§ **EXERCISE REQUIREMENTS**:
Repeat the stretch of entries below from the line with "point: skyscraper -- for" through the line with "point: red brick". Include both ends and add nothing.

[Data records]

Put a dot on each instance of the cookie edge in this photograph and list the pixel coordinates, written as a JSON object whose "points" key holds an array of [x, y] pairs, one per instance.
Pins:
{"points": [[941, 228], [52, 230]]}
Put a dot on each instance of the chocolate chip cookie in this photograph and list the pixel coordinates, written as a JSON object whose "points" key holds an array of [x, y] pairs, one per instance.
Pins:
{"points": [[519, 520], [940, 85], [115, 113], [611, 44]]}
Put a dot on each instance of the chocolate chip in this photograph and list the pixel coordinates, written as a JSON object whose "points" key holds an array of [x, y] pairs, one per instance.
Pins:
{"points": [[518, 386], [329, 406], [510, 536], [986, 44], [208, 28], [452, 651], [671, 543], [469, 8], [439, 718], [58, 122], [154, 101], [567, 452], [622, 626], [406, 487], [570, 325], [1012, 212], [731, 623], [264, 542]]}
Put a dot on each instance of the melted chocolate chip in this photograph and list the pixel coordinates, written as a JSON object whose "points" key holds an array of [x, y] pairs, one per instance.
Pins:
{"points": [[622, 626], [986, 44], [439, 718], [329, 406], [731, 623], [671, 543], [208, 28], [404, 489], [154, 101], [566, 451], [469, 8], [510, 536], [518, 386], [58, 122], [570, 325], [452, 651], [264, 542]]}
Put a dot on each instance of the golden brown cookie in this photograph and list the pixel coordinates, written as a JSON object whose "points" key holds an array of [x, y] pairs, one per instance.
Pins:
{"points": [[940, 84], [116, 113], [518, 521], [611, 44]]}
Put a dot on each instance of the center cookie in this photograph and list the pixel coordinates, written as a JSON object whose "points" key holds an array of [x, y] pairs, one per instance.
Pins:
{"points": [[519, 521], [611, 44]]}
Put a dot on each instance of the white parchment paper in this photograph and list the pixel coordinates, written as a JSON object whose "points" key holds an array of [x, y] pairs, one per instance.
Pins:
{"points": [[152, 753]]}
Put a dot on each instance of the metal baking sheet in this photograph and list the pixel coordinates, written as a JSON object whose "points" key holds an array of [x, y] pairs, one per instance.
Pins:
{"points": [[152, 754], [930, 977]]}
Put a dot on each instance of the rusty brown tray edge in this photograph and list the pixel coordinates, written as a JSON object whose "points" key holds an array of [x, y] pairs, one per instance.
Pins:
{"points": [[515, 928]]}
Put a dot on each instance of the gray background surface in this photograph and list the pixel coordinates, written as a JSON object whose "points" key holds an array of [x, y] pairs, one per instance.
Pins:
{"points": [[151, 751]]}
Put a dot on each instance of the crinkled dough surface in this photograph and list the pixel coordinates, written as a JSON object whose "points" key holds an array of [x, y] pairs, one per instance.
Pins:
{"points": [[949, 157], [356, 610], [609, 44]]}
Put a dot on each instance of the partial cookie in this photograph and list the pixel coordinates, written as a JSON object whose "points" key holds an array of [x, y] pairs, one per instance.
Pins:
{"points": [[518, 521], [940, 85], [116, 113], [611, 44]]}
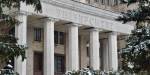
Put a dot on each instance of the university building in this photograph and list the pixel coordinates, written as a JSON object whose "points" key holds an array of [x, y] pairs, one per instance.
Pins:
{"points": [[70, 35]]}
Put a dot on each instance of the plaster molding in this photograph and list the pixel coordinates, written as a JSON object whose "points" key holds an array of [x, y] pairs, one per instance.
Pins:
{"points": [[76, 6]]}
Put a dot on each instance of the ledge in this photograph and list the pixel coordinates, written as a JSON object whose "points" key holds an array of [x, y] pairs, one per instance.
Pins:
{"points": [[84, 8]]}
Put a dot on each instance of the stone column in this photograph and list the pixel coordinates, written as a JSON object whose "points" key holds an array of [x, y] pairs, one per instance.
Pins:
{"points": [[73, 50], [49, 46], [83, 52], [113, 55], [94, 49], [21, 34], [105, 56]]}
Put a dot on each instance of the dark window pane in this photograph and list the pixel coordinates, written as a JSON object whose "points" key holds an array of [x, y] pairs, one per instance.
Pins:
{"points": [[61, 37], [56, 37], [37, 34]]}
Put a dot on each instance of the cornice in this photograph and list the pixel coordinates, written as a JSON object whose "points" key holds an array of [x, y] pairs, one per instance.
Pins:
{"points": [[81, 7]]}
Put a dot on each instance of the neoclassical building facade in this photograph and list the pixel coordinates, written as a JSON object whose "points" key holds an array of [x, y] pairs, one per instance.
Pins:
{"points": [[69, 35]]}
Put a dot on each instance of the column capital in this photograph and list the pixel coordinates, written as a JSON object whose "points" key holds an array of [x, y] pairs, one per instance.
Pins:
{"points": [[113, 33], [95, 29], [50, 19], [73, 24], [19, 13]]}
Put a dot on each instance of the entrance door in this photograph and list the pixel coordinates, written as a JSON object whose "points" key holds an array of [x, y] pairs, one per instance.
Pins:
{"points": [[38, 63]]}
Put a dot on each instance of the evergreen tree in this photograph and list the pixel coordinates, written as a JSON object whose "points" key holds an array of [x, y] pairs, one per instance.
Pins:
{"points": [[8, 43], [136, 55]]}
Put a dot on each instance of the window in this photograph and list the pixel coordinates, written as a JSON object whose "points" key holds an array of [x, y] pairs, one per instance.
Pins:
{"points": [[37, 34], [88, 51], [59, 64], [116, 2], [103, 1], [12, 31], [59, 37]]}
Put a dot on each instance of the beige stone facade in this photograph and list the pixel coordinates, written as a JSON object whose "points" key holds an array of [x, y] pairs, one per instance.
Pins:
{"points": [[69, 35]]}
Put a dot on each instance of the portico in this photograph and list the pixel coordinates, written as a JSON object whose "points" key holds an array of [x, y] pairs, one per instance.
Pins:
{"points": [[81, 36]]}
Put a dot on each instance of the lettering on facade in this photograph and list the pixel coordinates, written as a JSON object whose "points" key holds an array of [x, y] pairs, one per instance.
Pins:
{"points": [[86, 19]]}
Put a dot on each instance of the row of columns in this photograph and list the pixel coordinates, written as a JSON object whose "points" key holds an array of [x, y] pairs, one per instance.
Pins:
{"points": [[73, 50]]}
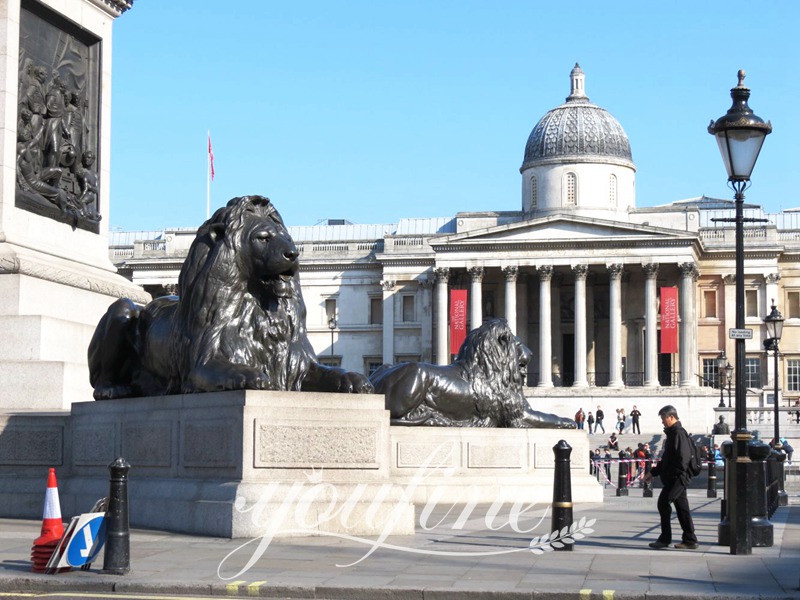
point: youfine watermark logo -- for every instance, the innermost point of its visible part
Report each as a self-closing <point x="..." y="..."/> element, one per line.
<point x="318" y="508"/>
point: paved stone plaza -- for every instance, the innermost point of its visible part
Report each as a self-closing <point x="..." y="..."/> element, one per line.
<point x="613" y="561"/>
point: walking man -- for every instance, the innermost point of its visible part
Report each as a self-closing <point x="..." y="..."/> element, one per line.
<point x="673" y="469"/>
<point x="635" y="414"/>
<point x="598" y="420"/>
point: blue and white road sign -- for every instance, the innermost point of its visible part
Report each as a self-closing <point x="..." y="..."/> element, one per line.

...

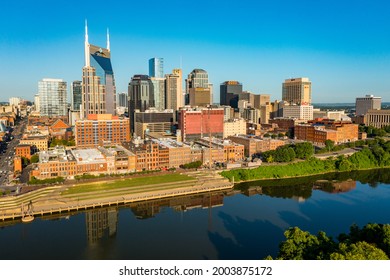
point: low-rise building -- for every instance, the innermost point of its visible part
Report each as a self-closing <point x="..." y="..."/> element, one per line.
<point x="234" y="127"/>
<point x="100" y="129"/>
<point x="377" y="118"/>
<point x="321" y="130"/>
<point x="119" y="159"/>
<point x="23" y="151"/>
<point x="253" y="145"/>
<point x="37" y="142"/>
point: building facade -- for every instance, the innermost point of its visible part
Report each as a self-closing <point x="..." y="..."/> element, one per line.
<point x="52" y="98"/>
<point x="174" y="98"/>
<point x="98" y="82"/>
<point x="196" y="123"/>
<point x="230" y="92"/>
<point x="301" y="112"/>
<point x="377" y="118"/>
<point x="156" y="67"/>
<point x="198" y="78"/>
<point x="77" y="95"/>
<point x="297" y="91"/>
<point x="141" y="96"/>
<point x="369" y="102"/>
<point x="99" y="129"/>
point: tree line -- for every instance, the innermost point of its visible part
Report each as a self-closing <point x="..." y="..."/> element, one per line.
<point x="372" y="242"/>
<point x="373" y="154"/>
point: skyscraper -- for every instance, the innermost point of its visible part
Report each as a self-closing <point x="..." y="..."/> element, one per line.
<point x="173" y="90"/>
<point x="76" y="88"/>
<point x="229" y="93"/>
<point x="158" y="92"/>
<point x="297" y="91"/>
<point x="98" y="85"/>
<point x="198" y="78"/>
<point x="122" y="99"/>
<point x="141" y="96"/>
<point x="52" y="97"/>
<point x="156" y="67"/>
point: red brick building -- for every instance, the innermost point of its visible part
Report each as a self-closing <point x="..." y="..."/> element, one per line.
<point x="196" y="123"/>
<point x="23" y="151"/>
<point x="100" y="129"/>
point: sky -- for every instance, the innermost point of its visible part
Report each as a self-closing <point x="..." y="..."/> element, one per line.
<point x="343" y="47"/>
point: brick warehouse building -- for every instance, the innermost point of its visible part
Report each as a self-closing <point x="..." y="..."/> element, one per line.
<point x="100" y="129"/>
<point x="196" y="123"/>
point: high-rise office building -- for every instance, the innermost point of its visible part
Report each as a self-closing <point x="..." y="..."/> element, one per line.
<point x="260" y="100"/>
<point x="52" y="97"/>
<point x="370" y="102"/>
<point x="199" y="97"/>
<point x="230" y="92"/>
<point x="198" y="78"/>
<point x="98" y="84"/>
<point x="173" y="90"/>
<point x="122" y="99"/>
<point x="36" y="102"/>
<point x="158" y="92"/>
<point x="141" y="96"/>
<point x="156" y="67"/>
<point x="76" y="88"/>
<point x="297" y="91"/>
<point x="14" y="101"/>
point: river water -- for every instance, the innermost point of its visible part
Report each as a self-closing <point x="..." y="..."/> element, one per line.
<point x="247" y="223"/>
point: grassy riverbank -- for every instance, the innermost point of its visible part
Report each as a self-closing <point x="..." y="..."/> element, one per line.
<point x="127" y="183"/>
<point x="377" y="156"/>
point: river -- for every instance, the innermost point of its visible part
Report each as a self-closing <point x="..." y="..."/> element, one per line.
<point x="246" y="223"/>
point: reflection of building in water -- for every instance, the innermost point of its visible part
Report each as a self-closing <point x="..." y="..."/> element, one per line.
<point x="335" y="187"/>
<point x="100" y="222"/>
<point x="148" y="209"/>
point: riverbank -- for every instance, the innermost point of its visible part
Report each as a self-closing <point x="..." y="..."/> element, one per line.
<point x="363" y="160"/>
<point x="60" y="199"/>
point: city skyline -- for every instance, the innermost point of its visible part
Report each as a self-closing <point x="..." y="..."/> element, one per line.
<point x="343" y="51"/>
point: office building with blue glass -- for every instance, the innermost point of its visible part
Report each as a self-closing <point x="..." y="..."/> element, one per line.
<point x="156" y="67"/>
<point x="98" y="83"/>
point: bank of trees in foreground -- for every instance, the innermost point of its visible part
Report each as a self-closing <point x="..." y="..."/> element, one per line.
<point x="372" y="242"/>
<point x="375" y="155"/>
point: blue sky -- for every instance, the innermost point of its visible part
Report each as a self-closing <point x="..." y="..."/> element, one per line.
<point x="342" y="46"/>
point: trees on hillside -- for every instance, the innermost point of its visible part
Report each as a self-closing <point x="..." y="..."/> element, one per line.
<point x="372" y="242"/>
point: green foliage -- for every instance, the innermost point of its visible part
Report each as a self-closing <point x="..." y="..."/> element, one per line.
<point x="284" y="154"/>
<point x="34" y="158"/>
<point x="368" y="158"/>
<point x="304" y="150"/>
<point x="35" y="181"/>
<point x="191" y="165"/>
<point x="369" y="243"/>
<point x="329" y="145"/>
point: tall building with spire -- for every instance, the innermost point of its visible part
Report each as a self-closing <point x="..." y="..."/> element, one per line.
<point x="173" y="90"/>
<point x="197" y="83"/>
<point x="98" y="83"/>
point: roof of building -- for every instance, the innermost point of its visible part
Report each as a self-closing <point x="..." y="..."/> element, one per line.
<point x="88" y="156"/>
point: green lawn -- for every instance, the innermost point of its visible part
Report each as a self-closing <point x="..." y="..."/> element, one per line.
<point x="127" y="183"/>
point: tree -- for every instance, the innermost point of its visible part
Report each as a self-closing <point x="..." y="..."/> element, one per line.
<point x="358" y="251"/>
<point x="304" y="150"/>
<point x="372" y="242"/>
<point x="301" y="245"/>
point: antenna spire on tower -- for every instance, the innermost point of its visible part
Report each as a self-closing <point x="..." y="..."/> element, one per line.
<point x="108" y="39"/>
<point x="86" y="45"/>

§ **EXERCISE SOLUTION**:
point: skyscraper -- for every instance, the innermost point of its visible part
Report each as a self-closing <point x="..." y="..."/> element, one per line.
<point x="173" y="90"/>
<point x="76" y="88"/>
<point x="229" y="93"/>
<point x="158" y="92"/>
<point x="297" y="91"/>
<point x="98" y="85"/>
<point x="198" y="78"/>
<point x="122" y="99"/>
<point x="141" y="96"/>
<point x="52" y="97"/>
<point x="156" y="67"/>
point: red brick building -- for every instance, the innermost point of its visible part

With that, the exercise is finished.